Problem details → Which lines in the records below contain the word "reflection"? Return each of them in full.

┏━━

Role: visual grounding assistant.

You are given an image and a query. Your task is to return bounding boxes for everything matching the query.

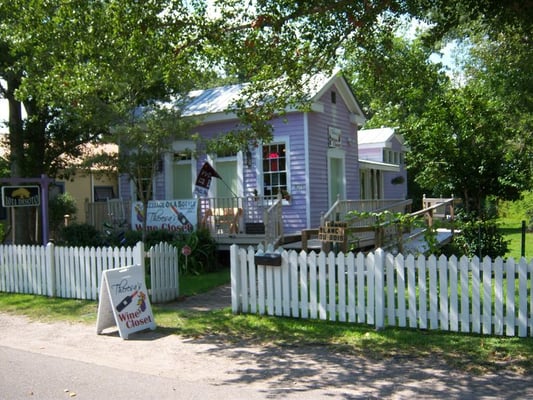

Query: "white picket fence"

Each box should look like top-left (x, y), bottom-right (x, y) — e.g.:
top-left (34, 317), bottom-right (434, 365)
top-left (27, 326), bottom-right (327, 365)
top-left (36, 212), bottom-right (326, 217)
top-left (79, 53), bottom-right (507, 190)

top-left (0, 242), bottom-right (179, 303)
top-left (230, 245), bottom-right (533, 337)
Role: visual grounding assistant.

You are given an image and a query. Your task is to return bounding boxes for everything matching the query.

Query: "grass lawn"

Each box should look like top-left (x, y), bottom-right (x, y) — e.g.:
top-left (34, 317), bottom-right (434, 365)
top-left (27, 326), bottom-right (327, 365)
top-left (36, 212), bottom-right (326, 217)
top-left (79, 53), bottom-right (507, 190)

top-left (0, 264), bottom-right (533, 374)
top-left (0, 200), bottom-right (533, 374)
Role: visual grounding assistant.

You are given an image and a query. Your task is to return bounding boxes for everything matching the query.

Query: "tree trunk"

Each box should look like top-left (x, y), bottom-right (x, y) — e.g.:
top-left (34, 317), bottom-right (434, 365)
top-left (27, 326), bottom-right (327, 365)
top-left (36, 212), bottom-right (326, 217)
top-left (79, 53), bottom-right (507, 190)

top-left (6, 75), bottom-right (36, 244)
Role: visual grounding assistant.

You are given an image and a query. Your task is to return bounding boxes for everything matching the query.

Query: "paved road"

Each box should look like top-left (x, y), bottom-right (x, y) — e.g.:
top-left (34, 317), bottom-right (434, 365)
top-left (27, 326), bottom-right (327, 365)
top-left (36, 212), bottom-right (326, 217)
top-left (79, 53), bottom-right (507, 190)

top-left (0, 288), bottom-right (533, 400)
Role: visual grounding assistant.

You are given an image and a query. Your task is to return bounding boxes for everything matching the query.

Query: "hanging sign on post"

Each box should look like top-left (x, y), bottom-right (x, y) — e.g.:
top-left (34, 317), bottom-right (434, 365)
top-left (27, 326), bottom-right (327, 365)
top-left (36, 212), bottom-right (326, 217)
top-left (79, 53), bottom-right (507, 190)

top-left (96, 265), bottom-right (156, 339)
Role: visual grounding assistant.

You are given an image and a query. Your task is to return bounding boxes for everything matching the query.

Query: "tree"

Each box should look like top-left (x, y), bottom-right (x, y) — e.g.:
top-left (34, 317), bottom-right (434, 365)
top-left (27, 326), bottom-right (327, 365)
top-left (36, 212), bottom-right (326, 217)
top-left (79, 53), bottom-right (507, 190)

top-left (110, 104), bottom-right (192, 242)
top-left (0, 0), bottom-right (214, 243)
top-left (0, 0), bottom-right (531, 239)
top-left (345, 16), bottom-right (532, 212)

┗━━
┏━━

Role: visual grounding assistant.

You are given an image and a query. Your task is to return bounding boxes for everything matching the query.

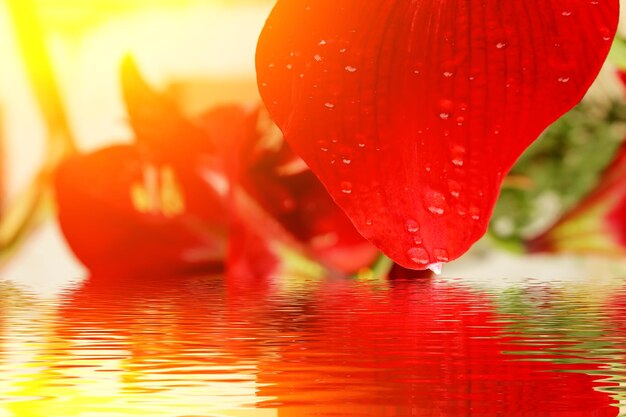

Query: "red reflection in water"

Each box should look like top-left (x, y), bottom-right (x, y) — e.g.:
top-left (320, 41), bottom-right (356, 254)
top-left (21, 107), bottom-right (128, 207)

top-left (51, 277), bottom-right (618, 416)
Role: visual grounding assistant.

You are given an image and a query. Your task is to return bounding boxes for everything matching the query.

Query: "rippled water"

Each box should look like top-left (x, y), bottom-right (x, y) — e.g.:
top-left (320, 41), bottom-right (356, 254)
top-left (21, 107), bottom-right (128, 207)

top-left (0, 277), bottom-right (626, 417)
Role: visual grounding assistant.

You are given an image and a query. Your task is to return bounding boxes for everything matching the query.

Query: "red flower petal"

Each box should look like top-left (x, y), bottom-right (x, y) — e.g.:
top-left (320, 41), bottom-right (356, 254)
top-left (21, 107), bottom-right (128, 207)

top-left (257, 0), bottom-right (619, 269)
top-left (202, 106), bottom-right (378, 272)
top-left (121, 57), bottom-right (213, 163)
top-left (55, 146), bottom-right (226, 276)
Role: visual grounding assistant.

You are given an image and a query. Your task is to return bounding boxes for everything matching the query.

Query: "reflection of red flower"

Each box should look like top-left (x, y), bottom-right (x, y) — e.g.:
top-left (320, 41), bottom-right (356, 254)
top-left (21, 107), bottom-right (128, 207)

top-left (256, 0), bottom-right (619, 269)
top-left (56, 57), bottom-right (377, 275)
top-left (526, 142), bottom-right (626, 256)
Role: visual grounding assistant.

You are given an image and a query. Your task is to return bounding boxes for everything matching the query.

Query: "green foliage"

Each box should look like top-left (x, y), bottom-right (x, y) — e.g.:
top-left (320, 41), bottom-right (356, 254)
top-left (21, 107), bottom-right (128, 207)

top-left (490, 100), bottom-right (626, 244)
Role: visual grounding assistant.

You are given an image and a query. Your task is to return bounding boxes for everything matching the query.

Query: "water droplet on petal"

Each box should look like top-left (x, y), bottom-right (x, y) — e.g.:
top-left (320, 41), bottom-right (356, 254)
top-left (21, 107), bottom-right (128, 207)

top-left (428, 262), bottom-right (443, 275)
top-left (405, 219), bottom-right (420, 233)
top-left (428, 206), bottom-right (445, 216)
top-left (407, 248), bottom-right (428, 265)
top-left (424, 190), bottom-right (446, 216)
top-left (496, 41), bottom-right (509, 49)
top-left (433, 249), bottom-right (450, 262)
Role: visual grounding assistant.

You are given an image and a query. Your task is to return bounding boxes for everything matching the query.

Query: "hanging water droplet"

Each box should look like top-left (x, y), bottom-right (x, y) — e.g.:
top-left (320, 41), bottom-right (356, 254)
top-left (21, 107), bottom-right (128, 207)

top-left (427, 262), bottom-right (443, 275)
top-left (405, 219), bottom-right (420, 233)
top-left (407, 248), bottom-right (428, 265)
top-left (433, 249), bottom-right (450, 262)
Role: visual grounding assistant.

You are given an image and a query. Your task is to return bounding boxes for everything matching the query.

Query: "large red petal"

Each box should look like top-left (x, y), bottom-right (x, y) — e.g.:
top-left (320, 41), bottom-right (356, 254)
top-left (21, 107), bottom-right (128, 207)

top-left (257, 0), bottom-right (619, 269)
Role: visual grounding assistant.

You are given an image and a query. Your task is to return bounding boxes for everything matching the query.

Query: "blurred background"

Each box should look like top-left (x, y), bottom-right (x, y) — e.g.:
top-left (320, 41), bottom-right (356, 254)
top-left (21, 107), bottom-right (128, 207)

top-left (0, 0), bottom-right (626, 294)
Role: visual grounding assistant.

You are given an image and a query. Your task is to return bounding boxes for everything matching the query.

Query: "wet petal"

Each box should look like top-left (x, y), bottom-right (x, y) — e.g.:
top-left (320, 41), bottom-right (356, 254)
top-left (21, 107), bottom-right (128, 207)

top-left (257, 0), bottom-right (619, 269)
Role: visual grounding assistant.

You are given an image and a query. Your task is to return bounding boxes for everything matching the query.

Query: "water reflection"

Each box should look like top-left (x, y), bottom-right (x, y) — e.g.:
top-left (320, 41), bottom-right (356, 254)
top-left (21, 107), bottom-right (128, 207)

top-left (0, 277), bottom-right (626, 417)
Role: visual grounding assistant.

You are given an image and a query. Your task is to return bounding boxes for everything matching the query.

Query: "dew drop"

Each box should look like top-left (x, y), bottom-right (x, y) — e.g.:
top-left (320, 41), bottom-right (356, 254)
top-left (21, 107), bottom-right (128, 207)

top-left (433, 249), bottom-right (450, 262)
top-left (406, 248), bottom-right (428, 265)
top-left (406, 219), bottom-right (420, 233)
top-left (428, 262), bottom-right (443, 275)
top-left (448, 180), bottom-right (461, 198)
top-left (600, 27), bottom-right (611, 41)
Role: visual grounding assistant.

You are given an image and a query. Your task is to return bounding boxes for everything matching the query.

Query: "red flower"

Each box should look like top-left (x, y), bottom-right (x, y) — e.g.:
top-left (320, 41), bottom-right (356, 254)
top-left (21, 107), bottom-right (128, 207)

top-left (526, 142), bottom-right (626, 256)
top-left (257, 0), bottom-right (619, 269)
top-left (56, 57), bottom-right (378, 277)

┗━━

The solution →
Query: "red reflection in water"
Query: "reflection of red flower"
Query: "water reflection"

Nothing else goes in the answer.